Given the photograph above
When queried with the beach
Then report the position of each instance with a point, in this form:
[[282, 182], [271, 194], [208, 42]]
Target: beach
* * *
[ACTIVITY]
Include both ends. Return the line holding "Then report the" and all lines after it in the records above, exactly as written.

[YOUR SOLUTION]
Then report the position of each instance with a point, in this form:
[[282, 182], [271, 194], [208, 42]]
Target: beach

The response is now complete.